··· PASSAGE SHOWN ···
On their debut album, Roughhousin', Lil' Ed & the Blues Imperials performed a song called "Car Wash Blues," in which Lil' Ed Williams referred to the "mean old Jew" who was his boss. There was one problem: Ed still worked at the car wash, and he was petrified about what might happen to him when his boss heard it.

He needn't have worried. "My boss was so crazy about the song," Lil' Ed told the River Cities' Reader. "That just tickled his gizzards." At the car-wash Christmas party, his boss "played 'Car Wash Blues' about 17 times," he added.

That was after Lil' Ed and his band had so impressed legendary Alligator Records President Bruce Iglauer that he offered them a recording contract after their first session ever in a studio. Ed, still in his car-wash overalls, and his players treated it as just another live gig. "I started to do my actual show," Lil' Ed recalled.

But Lil' Ed hadn't yet made a name for himself, and there was friction between trying to establish himself as a musician and paying the bills. "I was traveling more than I was working," he said.

Yet it was the "mean old Jew" who set the slide guitarist on the right path; he told Lil' Ed to follow his musical muse and not worry about his car-wash job. "You've got a day job as long as you want," his boss told him.

In the nearly two decades since then, Lil' Ed has kept in contact with his old employer, and even worked at the car wash every once in a while - but not because he needed the money. Lil' Ed had made it as a musician.

Lil' Ed will bring his flamboyant, hard-driving stage show to the bandshell stage on Friday night. You'll have the opportunity to see the act that Blues Revue called "genuine house-rocking masters ... some of the hottest electric blues around. Duck-walking, back-bending, mind-blowing."

Lil' Ed comes by his showmanship and musical acumen genetically. He's the nephew of the slide-guitar master J.B. Hutto, who taught him and his half-brother Pookie how to play music when they were growing up on Chicago's west side. "I think he was coaching us ... so we'd be able to play with him," Lil' Ed said.

Ed's mother bought Pookie a guitar. "I got the drums," Ed said. "I wanted the guitar." Once Ed proved to be a guitar fiend, though, Pookie switched to bass. "That's when the fun really began."
···
Continue the Lil' Ed profile from its last sentence, written in the same voice.
··· SOURCE MATERIAL ···
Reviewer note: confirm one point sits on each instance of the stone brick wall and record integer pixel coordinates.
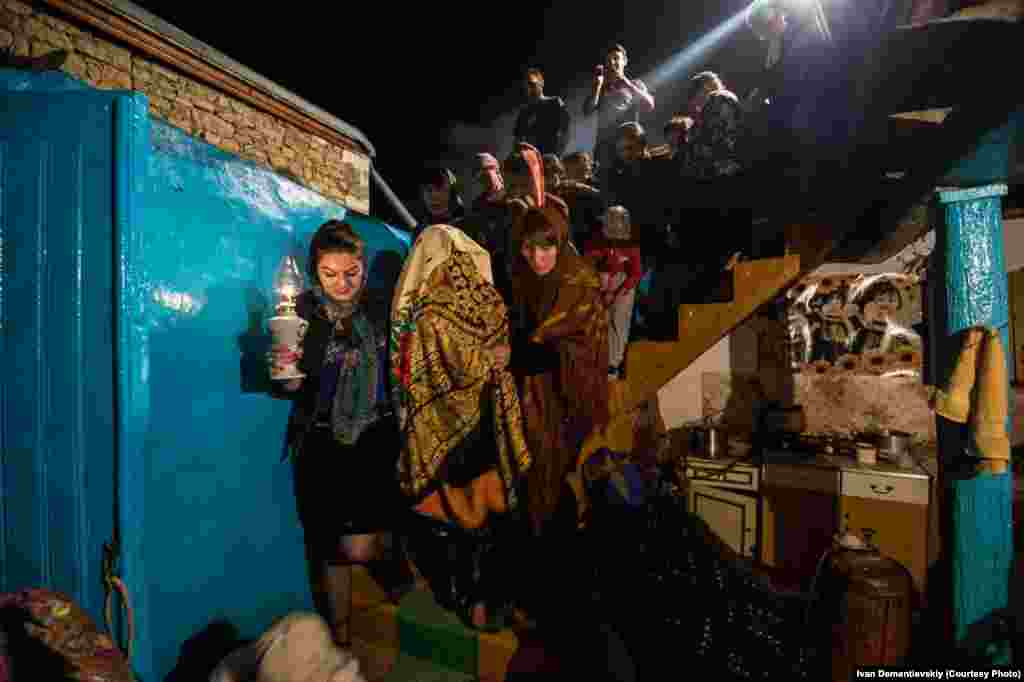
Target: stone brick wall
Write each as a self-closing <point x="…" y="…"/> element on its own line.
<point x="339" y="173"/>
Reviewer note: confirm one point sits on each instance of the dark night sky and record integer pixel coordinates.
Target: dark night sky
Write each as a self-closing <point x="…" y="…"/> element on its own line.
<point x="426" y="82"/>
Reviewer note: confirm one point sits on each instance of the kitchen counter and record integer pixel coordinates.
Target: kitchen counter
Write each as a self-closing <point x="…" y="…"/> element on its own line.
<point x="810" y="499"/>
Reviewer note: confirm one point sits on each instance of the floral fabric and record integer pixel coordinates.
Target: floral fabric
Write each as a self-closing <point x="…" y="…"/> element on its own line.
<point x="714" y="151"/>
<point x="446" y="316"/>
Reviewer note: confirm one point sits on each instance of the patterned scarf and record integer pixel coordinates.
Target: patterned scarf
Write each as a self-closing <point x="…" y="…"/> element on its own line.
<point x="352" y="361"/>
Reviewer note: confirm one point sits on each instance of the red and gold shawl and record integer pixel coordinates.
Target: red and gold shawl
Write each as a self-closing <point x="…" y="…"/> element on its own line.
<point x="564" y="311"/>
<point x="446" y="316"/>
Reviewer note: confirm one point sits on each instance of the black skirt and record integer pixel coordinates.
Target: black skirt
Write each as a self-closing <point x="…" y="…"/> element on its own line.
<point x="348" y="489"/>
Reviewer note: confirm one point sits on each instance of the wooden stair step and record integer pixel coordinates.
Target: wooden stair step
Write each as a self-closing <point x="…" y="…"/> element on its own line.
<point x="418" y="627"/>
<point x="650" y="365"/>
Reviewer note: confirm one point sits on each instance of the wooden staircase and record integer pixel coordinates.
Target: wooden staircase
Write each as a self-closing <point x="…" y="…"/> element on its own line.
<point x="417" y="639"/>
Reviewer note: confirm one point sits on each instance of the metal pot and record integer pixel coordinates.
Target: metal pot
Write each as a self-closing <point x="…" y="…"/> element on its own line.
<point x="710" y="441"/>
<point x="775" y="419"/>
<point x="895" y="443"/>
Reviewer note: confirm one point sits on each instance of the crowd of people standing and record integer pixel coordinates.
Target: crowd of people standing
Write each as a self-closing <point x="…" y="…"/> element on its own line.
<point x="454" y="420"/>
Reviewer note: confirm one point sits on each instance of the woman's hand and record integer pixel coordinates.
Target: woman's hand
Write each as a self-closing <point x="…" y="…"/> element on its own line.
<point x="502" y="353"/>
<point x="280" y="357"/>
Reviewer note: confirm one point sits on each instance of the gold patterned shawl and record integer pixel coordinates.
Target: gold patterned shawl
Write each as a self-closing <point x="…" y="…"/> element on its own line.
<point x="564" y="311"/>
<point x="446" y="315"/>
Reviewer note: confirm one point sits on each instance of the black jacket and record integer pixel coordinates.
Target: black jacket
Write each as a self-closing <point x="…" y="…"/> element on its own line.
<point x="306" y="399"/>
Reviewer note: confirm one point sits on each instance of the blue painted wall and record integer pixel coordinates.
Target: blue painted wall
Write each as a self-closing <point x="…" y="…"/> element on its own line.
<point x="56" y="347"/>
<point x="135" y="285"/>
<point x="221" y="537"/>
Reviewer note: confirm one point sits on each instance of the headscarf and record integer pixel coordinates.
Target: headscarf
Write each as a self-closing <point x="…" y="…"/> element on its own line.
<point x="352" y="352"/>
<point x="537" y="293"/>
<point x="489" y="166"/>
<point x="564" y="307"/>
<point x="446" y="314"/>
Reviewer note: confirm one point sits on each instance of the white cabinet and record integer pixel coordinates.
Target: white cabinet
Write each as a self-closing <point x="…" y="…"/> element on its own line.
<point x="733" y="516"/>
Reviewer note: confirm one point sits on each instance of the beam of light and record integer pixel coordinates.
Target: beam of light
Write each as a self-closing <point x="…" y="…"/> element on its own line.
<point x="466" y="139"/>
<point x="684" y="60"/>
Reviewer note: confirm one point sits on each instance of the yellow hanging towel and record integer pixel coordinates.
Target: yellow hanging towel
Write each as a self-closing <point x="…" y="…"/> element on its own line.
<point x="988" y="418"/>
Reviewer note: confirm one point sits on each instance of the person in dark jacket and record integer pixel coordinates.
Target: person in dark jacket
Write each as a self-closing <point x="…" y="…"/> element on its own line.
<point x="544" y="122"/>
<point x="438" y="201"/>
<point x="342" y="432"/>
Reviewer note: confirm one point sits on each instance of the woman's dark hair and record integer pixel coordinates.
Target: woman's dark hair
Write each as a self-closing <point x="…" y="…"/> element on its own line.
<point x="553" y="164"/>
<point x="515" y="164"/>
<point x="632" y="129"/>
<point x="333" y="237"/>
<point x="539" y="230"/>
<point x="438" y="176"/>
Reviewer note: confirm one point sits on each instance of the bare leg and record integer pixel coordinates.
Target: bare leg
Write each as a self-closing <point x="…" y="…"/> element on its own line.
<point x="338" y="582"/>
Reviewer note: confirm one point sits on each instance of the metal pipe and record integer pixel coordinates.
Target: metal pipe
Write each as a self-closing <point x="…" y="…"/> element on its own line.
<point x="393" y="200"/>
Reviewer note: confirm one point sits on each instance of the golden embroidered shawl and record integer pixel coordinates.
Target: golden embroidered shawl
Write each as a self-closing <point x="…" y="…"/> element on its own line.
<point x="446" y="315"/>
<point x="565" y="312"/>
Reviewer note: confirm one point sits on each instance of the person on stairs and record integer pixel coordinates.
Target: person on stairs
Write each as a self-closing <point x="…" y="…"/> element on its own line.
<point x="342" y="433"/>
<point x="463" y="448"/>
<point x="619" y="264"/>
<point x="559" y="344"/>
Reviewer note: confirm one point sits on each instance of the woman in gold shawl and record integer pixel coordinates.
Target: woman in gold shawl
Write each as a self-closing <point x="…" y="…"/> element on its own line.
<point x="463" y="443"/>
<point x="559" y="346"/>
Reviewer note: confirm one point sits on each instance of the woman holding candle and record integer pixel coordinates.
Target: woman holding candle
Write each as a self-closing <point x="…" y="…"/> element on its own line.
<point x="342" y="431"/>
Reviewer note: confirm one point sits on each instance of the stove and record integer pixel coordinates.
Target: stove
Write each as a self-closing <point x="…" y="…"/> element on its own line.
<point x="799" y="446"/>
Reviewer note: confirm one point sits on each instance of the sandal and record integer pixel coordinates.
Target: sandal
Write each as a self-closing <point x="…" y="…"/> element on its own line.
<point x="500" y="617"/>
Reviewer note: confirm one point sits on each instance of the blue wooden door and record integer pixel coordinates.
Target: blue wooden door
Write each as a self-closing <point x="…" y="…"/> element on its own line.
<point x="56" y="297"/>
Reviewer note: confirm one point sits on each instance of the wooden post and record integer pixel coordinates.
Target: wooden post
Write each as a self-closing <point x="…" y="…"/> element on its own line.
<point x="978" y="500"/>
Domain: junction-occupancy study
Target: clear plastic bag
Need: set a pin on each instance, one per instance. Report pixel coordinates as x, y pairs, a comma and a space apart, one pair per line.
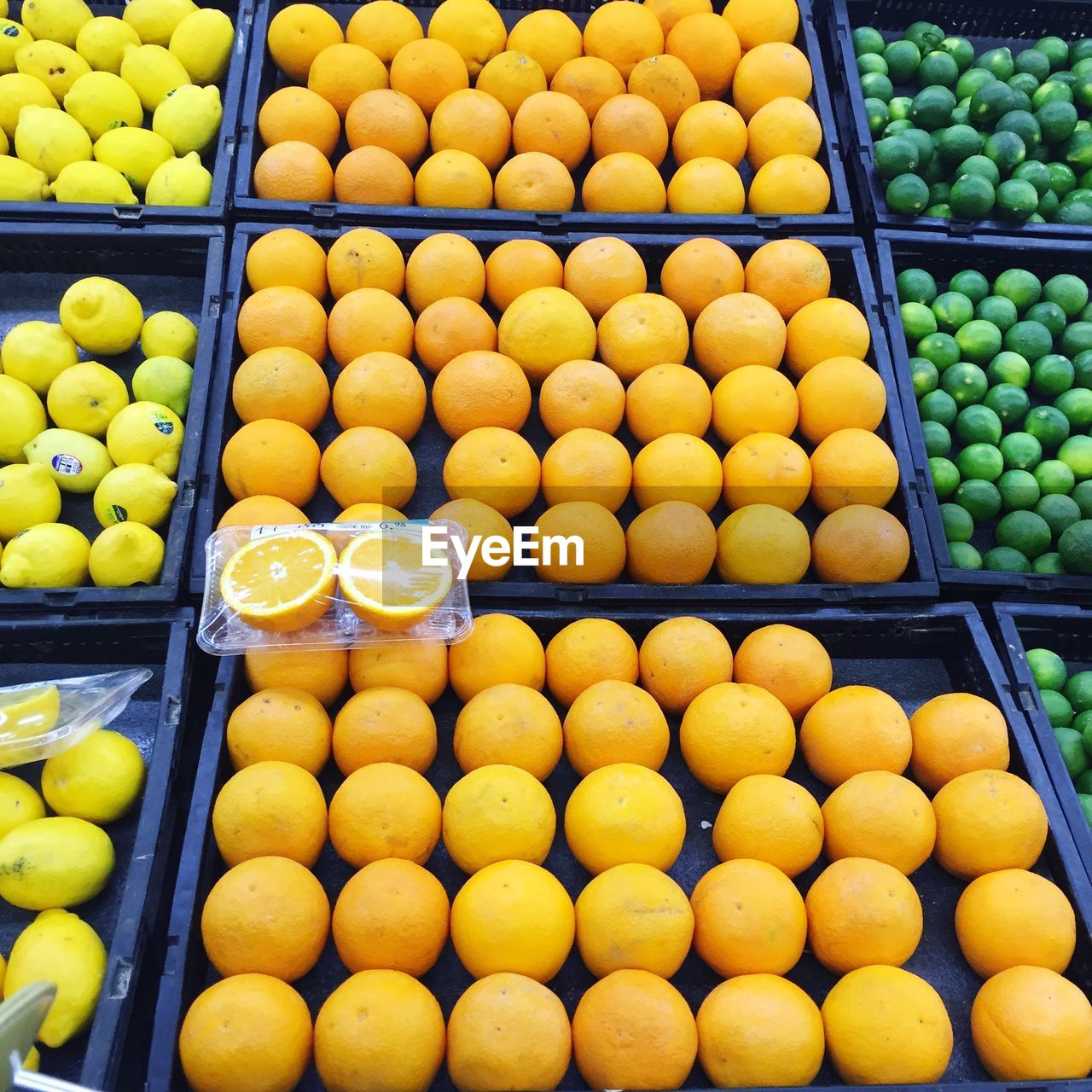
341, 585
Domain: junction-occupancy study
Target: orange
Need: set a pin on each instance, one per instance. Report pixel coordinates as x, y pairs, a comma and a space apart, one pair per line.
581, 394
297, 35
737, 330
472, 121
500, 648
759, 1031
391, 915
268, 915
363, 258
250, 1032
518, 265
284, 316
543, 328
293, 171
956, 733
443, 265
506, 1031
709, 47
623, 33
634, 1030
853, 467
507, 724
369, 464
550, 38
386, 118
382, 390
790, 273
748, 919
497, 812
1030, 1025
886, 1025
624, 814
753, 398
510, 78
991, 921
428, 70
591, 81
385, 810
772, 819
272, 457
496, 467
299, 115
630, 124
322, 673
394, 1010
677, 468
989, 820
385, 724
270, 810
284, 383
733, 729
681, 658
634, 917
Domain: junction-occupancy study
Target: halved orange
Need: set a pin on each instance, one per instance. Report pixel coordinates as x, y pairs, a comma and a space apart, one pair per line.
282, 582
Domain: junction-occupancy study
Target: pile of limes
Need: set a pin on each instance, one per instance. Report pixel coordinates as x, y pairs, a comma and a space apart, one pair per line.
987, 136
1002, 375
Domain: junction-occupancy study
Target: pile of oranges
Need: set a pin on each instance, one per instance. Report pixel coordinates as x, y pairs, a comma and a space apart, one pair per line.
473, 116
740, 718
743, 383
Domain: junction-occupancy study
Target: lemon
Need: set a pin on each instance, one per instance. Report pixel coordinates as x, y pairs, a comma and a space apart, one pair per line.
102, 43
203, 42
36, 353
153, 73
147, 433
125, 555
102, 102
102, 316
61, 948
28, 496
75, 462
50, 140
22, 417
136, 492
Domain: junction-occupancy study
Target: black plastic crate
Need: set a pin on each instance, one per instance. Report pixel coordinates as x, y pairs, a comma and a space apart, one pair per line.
···
## WRITTEN ANSWER
Actually, "taught" might not be the right word for Hutto's technique. "He wouldn't sit with us," Ed said. "He'd show us a lick and leave."

But there was a method to that approach. "He was making us learn ourselves," Lil' Ed said. "He would show us just enough to get started."

Hutto took his nephews on the road, playing at a club in South Bend, Indiana. Ed was 15 or 16 years old, he said. Hutto started "walking" off the stage, but Lil' Ed was reticent. "I was scared to come off that stage," Lil' Ed said. But his uncle "gave me one of those looks. ... I jumped off the stage."

When he hit the floor with a squat, his jeans ripped. "I sprung right back up onto the stage," Lil' Ed said. "I was hiding my butt." As you might expect, the crowd went crazy, and "it was pretty much at that moment" that Lil' Ed understood his calling as an entertainer.

Ed and his band have recorded five albums, all on Alligator, and they, along with those blistering live shows, have helped establish an international reputation for being one of the great blues party bands.

Lil' Ed & the Blues Imperials haven't put out an album since 2002's Heads Up, but Ed promised he'll be headed back into the studio soon. "Bruce [Iglauer] gave me the okay" to record, Lil' Ed said, adding that he has 18 songs ready to go.

Ed promises a "variety of different grooves and beats," including elements of rock, country, and soul. "I've been really digging into variations" on the blues, he said.